▶ _Given instruction_
Which rows below contain the word "shirt"? Copy each of them in full.

▶ _Entries taken from a pointing dataset_
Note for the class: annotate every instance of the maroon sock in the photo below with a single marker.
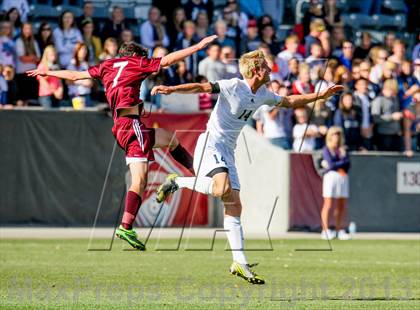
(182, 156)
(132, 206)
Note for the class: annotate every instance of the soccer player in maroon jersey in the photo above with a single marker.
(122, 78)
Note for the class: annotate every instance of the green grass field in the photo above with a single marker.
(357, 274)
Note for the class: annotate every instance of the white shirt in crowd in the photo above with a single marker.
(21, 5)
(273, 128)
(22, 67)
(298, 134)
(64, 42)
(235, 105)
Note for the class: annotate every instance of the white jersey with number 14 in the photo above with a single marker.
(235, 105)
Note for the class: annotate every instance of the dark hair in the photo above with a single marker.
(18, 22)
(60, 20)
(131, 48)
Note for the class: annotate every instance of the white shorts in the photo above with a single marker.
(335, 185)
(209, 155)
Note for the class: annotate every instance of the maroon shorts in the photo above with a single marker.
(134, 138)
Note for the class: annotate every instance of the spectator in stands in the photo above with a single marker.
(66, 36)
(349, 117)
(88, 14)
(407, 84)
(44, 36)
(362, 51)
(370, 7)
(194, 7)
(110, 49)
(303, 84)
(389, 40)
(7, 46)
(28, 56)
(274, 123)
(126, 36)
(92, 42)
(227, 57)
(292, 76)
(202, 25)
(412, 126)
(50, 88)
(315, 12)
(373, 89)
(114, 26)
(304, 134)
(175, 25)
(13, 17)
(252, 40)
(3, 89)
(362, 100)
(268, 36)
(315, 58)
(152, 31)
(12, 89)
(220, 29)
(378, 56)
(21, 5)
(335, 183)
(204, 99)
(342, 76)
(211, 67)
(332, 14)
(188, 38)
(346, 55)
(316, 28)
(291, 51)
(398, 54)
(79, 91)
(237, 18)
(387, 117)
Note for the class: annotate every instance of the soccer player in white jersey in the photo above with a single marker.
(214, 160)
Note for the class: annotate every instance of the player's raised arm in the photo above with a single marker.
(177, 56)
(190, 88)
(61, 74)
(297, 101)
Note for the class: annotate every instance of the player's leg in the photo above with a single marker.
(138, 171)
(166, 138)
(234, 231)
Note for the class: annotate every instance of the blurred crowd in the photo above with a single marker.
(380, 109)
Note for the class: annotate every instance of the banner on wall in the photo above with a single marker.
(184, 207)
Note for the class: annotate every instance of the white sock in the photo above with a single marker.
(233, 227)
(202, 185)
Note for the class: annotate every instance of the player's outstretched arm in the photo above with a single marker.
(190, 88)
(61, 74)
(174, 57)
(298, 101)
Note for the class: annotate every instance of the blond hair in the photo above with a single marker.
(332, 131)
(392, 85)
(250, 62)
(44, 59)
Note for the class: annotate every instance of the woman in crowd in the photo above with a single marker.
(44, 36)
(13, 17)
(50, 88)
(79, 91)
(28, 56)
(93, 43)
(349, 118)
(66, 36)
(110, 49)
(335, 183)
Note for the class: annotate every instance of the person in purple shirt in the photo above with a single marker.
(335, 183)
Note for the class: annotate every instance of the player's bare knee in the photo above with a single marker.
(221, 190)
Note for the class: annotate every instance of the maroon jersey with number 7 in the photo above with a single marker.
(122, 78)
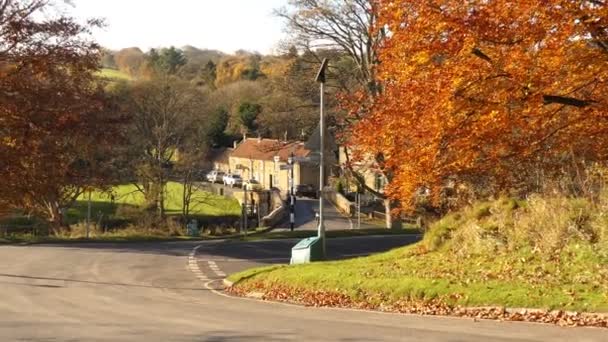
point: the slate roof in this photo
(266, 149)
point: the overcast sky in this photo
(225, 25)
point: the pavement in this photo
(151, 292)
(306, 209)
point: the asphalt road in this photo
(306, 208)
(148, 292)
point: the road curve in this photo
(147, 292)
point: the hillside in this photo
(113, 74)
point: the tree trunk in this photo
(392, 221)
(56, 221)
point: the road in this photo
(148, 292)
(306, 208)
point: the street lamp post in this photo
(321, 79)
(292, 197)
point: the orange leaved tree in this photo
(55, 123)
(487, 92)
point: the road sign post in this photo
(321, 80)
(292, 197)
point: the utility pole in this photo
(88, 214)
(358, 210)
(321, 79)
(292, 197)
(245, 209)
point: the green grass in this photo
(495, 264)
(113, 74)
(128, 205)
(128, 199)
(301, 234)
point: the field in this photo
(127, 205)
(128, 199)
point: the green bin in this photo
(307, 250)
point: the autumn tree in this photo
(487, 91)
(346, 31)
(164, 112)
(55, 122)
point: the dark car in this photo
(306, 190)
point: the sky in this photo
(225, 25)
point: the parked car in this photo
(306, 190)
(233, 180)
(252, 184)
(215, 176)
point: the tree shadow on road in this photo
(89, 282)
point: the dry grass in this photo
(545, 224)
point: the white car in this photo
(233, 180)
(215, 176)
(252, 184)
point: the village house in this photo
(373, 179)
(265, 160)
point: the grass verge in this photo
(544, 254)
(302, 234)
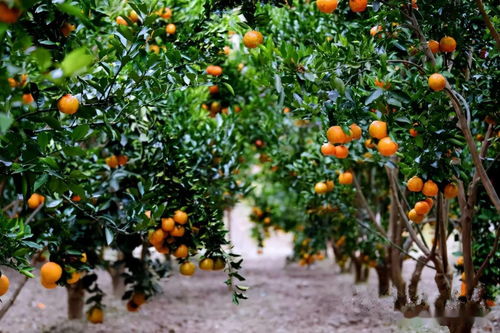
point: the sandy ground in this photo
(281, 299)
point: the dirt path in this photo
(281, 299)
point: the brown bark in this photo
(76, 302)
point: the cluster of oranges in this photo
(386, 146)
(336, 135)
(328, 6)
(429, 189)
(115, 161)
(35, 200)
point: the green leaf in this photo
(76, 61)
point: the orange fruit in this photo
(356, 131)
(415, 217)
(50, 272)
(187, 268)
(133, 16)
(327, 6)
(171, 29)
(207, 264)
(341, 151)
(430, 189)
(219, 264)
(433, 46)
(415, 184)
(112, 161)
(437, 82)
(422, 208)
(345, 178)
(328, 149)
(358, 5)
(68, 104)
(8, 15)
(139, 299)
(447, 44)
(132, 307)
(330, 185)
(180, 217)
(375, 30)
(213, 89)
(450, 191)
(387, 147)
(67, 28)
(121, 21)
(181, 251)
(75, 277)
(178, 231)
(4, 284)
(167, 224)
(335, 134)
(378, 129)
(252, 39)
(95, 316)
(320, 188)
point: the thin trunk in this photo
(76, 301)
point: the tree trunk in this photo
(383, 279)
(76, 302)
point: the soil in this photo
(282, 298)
* * *
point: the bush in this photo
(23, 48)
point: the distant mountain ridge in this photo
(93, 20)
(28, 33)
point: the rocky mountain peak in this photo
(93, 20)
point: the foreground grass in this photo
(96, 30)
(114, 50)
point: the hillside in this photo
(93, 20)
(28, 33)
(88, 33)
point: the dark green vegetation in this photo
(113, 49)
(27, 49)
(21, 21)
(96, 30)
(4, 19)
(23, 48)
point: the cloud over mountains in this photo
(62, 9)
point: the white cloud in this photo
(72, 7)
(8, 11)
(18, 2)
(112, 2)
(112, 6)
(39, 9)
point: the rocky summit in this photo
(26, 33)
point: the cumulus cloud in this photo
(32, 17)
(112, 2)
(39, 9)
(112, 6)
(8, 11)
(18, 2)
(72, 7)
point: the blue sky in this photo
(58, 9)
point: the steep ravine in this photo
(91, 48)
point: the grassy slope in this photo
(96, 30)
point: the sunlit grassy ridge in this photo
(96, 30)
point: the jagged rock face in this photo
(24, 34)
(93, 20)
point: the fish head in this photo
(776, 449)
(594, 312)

▶ _Solution to the problem_
Note for the class: annotate every instance of the white shirt in crowd in the photo above with a single marker.
Note for the class: annotate every instance of the person in purple shirt in the photo above with a single marker.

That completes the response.